Short exercise: Return all of the entries below verbatim, keeping every line unchanged.

Object position labeling entries
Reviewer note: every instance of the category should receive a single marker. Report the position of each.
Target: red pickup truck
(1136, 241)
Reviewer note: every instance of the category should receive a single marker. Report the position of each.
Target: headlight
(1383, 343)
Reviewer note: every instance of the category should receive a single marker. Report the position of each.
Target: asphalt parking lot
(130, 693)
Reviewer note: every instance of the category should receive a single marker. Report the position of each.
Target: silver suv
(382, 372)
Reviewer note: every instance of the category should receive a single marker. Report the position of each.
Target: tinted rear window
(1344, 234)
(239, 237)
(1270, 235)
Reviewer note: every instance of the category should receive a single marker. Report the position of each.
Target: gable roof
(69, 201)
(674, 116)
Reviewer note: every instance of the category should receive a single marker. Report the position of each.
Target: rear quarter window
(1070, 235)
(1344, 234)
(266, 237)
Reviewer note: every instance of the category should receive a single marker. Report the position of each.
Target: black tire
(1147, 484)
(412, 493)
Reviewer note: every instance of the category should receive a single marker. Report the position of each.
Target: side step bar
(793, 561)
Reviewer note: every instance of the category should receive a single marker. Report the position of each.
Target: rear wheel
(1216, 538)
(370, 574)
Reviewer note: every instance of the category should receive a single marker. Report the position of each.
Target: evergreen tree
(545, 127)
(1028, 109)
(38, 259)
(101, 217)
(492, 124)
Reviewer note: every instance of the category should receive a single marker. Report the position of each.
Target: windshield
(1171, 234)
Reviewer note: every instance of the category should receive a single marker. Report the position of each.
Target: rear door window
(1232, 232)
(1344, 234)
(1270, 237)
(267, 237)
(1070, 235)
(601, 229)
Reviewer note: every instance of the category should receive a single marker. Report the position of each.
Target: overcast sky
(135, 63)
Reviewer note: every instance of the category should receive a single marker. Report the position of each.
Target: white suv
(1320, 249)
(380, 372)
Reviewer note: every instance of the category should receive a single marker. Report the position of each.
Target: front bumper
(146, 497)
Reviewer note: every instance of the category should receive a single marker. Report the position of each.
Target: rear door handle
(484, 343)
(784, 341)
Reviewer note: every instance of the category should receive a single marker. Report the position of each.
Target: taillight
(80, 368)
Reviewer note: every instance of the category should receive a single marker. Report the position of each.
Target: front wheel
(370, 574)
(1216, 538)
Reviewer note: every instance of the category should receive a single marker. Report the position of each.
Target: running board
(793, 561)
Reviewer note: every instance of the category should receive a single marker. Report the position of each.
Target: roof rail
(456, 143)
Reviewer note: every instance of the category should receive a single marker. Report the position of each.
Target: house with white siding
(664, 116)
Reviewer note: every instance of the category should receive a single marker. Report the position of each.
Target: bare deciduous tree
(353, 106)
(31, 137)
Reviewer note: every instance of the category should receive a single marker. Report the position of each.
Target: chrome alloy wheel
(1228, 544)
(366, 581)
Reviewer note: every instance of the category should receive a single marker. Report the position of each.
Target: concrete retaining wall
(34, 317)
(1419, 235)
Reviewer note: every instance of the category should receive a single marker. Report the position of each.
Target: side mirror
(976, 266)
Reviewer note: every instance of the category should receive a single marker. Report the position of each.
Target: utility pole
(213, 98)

Solution:
Reviewer note: every instance of the category should receive a single marker. Report the position of each.
Target: red pickup truck
(1136, 241)
Reviewer note: every instance of the category should receive a single marker. Report the position of each.
Target: headlight
(1383, 343)
Reviewer note: every instance of the category should receive a single marker. Report the position of each.
Target: asphalt parking lot
(130, 693)
Reviewer note: every instance of the category should receive a single marker. Report the position of each.
Target: silver suv
(382, 372)
Reviewer note: every instance of the category should receive a single marker. Report the position of each.
Target: tinted rear window
(1344, 234)
(239, 237)
(1270, 235)
Reviewer note: every instance of the category should receive a single marker. Report the position of each.
Target: gable roof
(69, 201)
(674, 116)
Reviewer note: every instance of the category should receive a single marker. Report the position of each.
Target: rear quarter window
(1070, 235)
(1344, 234)
(266, 237)
Reviewer note: every instance of the category should receive a single marker. Report the position of each.
Target: black tire
(1147, 484)
(412, 493)
Reviewer note: every instance of the category should receive a single marker. Report the position of each.
Target: side step bar
(793, 561)
Reviewer note: every instance of the category should receive a single marker. Report the position of each.
Target: rear wheel
(1216, 538)
(370, 574)
Reviewer note: every instance of the category should receive a single marker. Report the position of each.
Target: evergreen tree
(545, 127)
(1028, 109)
(38, 259)
(101, 217)
(492, 124)
Reviewer note: every instance of the category should receive a single marker. Report the position of each.
Target: windshield
(1171, 234)
Reviewer note: every instance of the category should receive a single marker. Report the position of each.
Target: rear door window
(1232, 232)
(1344, 234)
(1270, 237)
(267, 237)
(1070, 235)
(601, 229)
Reviewer note: every instance of the category should receive a single marker. Report the position of each.
Target: overcast sky
(135, 63)
Reviewer note: every instance of the category should receive a single marker. Report the position of each.
Target: white suv
(1320, 249)
(380, 372)
Reviewer note: every instance of the category should receive a single marker. Report the position of each.
Target: front bumper
(146, 497)
Reviewer note: every instance of the category should receive a single marker. Report the position of each.
Target: rear door handle
(484, 343)
(784, 341)
Reviewer note: every instance of the category should receive a single marker. Report the position of each.
Target: taillight
(80, 368)
Reviewer note: every instance of the category should receive a single marker. Report the position of each.
Target: front wheel
(370, 574)
(1216, 538)
Reviewer note: every instance of the category should receive a single marker. Report the position of each.
Target: running board
(793, 561)
Reviewer note: every instance of the category should receive a single marker. Report the position of each.
Target: roof rail
(456, 143)
Reviewer note: every instance of the category should receive a single marker. Report the position of each.
Target: house with white siding
(664, 116)
Reviewer note: every instance of the category should receive a single marker. Report the position of each.
Target: bare deciduous tree
(353, 106)
(31, 137)
Reviewer note: every instance of the category should receive a single marker. Report the position of each.
Target: chrome alloy wheel
(1228, 544)
(366, 581)
Reviewer note: every instance of the category should receive a single marker. Report the position of each.
Target: concrete retaining wall
(34, 317)
(1419, 235)
Reviewer note: every instance of the category should receive a single marker. Report the position of each.
Target: side mirror
(976, 266)
Reviewer note: every instance of the category should receive a single marker. Report the position of each.
Target: utility pole
(213, 98)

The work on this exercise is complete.